• _TASK OBJECTIVE_: Transcribe the passage of the text on the Oklahoma Department of Public Safety from "Agency overview" up to and including "budget: $185 million (FY20)".

Oklahoma Department of Public Safety

Agency overview
- Formed: April 20, 1937; 89 years ago
- Headquarters: 3600 N Martin Luther King Avenue Oklahoma City, Oklahoma;
- Employees: 1,462 (FY20)
- Annual budget: $185 million (FY20)
- Minister responsible: Tricia Everest, Secretary of Public Safety;
- Agency executive: Tim Tipton, Commissioner;
- Child agency: Oklahoma Highway Patrol (OHP);
- Website: www.dps.state.ok.us

= Oklahoma Department of Public Safety =

The Oklahoma Department of Public Safety (ODPS) is a department of the government of Oklahoma. Under the supervision of the Oklahoma Secretary of Public Safety, DPS provides for the safety of Oklahomans and the administration of justice in the state. DPS is responsible for statewide law enforcement, vehicle regulation, homeland security and such other duties as the Governor of Oklahoma may proscribe.

The Department is led by the Commissioner of Public Safety. The Commissioner is appointed by the Governor of Oklahoma, with the approval of the Oklahoma Senate, to serve at his pleasure. The current Commissioner is Tim Tipton, who was appointed by Governor Kevin Stitt on September 10, 2021.

Detection annotation items
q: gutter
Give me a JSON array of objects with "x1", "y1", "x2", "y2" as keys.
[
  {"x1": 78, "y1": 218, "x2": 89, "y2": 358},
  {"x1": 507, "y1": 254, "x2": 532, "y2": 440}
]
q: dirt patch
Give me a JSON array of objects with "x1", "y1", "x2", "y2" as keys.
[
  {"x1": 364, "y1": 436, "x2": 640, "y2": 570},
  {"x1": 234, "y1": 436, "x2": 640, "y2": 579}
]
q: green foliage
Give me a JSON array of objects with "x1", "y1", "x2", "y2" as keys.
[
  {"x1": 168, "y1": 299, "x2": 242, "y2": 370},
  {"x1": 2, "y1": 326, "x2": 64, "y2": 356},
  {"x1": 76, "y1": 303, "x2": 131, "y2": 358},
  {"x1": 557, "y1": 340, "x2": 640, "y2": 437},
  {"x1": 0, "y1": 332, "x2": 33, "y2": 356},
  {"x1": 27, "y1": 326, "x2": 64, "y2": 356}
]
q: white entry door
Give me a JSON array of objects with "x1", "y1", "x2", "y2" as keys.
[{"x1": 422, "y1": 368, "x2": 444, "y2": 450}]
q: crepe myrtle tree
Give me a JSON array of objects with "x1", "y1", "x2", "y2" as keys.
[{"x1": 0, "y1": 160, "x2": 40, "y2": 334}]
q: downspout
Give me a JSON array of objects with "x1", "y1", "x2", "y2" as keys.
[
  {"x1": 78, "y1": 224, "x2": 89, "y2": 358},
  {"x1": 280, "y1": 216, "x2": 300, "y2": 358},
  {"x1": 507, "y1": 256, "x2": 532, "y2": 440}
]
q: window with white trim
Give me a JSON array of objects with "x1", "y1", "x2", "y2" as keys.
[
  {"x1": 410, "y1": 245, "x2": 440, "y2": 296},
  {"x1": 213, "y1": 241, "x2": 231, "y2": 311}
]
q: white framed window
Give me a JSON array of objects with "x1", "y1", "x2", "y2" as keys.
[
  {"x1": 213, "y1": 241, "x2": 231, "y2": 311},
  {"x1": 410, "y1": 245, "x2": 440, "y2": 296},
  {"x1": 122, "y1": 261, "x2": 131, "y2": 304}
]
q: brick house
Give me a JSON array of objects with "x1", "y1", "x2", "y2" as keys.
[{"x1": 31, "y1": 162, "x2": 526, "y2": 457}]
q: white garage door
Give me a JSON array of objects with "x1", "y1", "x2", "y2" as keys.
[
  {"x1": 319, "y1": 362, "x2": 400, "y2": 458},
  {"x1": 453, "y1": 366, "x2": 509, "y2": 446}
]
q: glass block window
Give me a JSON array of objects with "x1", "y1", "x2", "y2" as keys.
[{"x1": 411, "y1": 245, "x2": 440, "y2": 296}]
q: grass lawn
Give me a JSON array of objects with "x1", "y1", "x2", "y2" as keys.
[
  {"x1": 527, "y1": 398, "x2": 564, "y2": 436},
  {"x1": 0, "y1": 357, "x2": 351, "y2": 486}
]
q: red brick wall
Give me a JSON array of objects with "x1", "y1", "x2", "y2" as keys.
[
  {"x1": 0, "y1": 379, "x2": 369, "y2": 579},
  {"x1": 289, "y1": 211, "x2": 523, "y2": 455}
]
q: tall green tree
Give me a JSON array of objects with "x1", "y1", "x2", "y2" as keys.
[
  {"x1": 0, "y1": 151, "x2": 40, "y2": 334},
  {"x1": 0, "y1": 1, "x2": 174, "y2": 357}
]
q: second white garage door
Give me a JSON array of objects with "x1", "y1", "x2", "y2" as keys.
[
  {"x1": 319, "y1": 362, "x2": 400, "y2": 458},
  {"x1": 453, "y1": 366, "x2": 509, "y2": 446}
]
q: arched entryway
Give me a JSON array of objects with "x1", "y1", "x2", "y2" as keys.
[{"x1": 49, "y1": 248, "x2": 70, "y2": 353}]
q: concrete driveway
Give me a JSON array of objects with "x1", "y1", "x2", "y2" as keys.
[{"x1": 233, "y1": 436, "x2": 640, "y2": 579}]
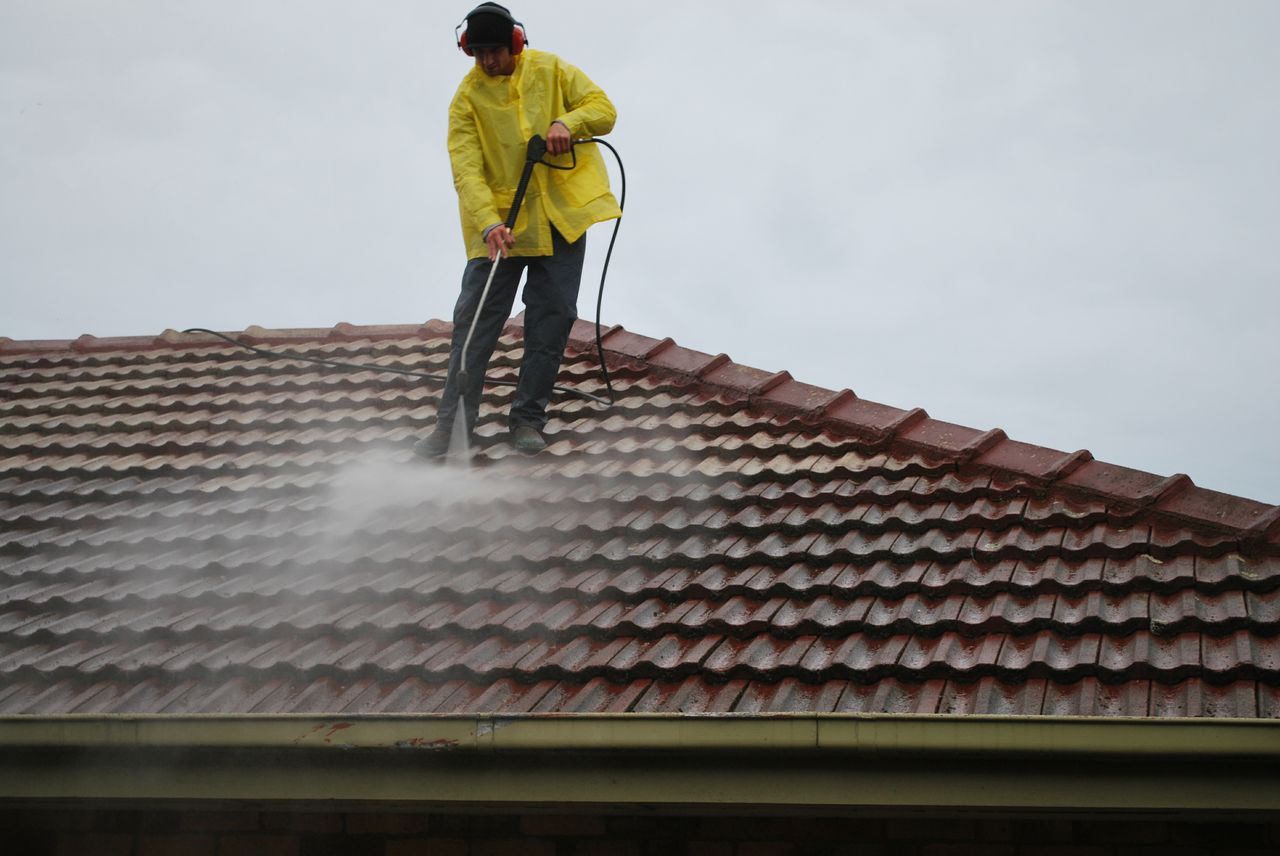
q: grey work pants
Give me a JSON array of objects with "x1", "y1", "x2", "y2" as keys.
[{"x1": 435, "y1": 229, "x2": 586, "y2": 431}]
---
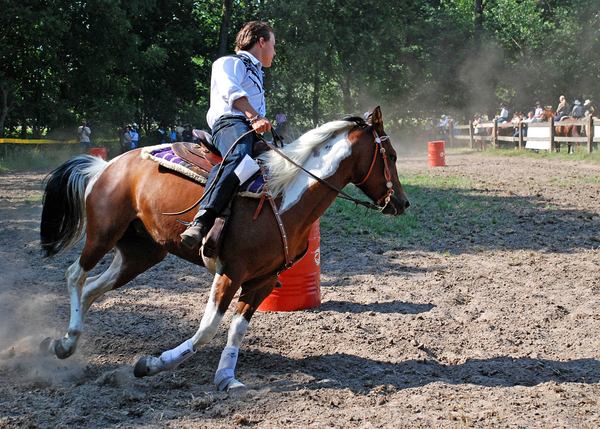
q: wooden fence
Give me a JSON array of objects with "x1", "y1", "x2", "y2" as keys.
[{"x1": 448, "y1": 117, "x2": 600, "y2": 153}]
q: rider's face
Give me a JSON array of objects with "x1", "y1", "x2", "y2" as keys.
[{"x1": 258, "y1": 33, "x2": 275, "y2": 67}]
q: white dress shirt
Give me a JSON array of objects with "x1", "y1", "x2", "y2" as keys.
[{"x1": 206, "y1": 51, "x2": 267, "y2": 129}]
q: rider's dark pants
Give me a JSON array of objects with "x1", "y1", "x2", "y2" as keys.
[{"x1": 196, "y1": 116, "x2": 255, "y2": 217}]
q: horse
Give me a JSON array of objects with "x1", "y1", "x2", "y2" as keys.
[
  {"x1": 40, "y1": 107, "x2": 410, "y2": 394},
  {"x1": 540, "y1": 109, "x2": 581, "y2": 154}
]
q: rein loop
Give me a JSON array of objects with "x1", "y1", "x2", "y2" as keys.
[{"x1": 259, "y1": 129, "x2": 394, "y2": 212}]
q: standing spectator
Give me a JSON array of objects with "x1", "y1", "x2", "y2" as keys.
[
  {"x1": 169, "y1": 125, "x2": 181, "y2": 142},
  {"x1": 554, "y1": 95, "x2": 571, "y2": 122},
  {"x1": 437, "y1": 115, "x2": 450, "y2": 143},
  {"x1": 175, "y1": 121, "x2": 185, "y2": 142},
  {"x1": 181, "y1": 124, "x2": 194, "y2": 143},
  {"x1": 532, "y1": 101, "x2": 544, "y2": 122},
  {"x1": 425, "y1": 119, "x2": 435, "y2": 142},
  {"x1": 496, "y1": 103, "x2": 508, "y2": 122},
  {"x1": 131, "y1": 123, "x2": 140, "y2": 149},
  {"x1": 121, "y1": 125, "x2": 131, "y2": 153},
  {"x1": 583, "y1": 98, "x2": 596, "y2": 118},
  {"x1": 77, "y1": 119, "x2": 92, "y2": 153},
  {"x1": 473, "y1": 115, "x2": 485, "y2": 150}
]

• _RESPONSE TO THE TASK_:
Agency overview
- Formed: April 20, 1937; 89 years ago
- Headquarters: 3600 N Martin Luther King Avenue Oklahoma City, Oklahoma;
- Employees: 1,462 (FY20)
- Annual budget: $185 million (FY20)